■ **Activity**
Reproduce the material that follows exactly, with no line left out.

■ **Record extracts**

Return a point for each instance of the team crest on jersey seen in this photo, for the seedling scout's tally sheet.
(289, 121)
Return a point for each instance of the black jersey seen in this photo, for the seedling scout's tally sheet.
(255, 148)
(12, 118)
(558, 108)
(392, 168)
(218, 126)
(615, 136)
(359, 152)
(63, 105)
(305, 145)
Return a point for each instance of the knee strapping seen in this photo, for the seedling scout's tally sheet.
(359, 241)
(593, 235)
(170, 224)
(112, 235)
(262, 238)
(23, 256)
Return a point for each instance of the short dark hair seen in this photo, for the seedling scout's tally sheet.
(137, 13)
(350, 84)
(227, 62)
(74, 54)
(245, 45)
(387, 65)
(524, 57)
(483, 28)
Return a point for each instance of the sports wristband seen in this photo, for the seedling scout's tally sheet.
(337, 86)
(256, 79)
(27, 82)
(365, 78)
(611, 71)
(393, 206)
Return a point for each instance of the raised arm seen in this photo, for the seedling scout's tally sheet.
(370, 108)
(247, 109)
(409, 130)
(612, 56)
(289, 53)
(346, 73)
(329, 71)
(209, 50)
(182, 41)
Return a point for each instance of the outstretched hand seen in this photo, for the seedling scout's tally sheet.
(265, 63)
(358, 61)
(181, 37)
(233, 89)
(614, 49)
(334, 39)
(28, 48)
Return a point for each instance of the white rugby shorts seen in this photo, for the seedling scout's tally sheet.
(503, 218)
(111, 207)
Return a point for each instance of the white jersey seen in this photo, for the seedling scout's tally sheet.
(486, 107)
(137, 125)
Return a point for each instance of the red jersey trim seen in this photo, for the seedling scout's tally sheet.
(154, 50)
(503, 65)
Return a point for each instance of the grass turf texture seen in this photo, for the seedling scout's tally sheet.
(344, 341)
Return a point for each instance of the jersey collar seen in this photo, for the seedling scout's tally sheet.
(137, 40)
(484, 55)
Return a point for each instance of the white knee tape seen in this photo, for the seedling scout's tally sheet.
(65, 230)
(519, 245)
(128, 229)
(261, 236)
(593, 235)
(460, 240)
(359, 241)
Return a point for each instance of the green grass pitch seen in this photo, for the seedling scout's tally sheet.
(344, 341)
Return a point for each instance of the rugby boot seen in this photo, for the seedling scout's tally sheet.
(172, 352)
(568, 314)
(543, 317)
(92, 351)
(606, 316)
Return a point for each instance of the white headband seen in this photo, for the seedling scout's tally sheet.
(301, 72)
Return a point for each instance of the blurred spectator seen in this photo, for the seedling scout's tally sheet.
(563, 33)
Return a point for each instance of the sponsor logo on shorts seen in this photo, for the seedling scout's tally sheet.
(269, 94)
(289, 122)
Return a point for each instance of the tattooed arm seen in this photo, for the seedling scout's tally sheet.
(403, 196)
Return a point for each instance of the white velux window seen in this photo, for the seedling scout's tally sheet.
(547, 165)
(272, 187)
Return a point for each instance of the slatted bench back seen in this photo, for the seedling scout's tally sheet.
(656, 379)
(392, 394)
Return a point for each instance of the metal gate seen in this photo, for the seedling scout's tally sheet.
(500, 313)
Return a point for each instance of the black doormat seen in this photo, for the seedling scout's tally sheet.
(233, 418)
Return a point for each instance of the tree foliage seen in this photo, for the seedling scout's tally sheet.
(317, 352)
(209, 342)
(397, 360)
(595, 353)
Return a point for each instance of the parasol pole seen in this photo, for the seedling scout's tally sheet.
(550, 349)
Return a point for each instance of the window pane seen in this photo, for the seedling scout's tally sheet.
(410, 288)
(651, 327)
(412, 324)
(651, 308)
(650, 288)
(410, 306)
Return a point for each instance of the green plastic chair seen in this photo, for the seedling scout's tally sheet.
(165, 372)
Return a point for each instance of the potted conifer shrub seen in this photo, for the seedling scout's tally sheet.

■ **Response to this exercise**
Return a point for each instance of the team crest on jersey seen in this photo, for the seedling scout's tally sheet.
(289, 121)
Return a point for each instance of the black jersey seen in this photo, for the seedling scout's tally sheet.
(255, 148)
(12, 118)
(558, 108)
(392, 168)
(218, 126)
(615, 136)
(359, 152)
(63, 105)
(305, 145)
Return a point for each instance of the knee strapping seen in this photo, for the seedling scout's tally sheet.
(359, 241)
(593, 235)
(170, 224)
(112, 235)
(262, 238)
(23, 256)
Return a point for each instance of the short dark hair seen in this photo, for the seedling scout's tally sheet.
(137, 13)
(350, 84)
(227, 62)
(74, 54)
(245, 45)
(387, 65)
(524, 57)
(483, 28)
Return a point for each instance of the sports wristband seen in this photo, for the seedling scout's tally sheet.
(337, 86)
(256, 79)
(27, 82)
(365, 78)
(611, 71)
(393, 206)
Return a point for each instance of the raised arm seen in this photo, for the seedling scout's tally sheet.
(370, 108)
(247, 109)
(409, 130)
(612, 56)
(289, 53)
(346, 73)
(329, 71)
(209, 50)
(182, 41)
Return a point for each instance of the outstretched hand seen in this photo, for the seedling scout's tally sheet.
(265, 63)
(358, 61)
(181, 37)
(233, 89)
(614, 49)
(334, 39)
(28, 48)
Return a point for each instance of the white rugby shorts seen in this photo, for the seedling scout's tally sheet.
(503, 218)
(111, 207)
Return a point for each instance of the white jersey seen in this photo, for the seedling scout's tally sheet.
(486, 107)
(137, 125)
Return a point for each instance of the red jersey trim seen in this photo, for the seedling scout's tally sheet.
(154, 50)
(503, 65)
Return a point for each instance of the grass turf texture seen in this photo, for the seedling scout's tally sheet.
(344, 341)
Return a point for each instance of the jersey collar seen in this photo, for the seedling scout's tally sheet.
(137, 40)
(484, 55)
Return a point for each instance of the white knee tape seen in this photo, for the seedling scout's tally sheet.
(65, 230)
(519, 245)
(128, 229)
(261, 236)
(593, 235)
(460, 240)
(359, 241)
Return a point for each instance of the green grass pitch seen in this photo, for the seedling scout's tally sheet.
(344, 341)
Return a point for each instance of the rugby boot seen in this photo, for the seedling scout's tally sheet.
(172, 352)
(568, 314)
(543, 317)
(92, 351)
(606, 316)
Return a point for each instance of the white headband seen in this photo, for the seedling scout's tally sheet.
(301, 72)
Return a point for each instance of the blurred spectator seen in this photo, for the seedling scout's tally sheet.
(563, 33)
Return a point for each instance of the sponsor logo on shorts seen in this photo, for the seedling scout's tally sheet.
(269, 94)
(289, 122)
Return a point for each instance of the tattooed arm seen in this photo, for the seedling scout's tally sheet.
(403, 196)
Return a point for each instance of the white velux window seen in this photo, for the seedling scout's tally sheet.
(547, 165)
(272, 187)
Return a point for each instance of the slatted bench back seen in this photo, for the seedling scout's tally sheet.
(656, 379)
(392, 394)
Return a point for each instance of the metal gate seen in this photo, for the seedling scout's tally sheet.
(500, 313)
Return a point for each instance of the black doormat seen in this photo, for the seedling scout's tally sheet.
(233, 418)
Return a point for each instance of the tree foliage seen in this photo, for the seedling scout's tally sheet.
(317, 352)
(209, 342)
(397, 360)
(595, 353)
Return a point for each instance of the parasol pole seen in this photo, for the seedling scout's tally sheet.
(550, 349)
Return a point for each instance of the window pane seen in this photo, for the seedling scout's tally sheet.
(410, 288)
(651, 327)
(412, 324)
(651, 308)
(650, 288)
(410, 306)
Return a point for each instance of the green plastic chair seen in this photo, for the seedling scout's tally sheet.
(165, 372)
Return a point for each instance of the potted conifer shrub seen in this photo, for the seedling scout's tally sheet.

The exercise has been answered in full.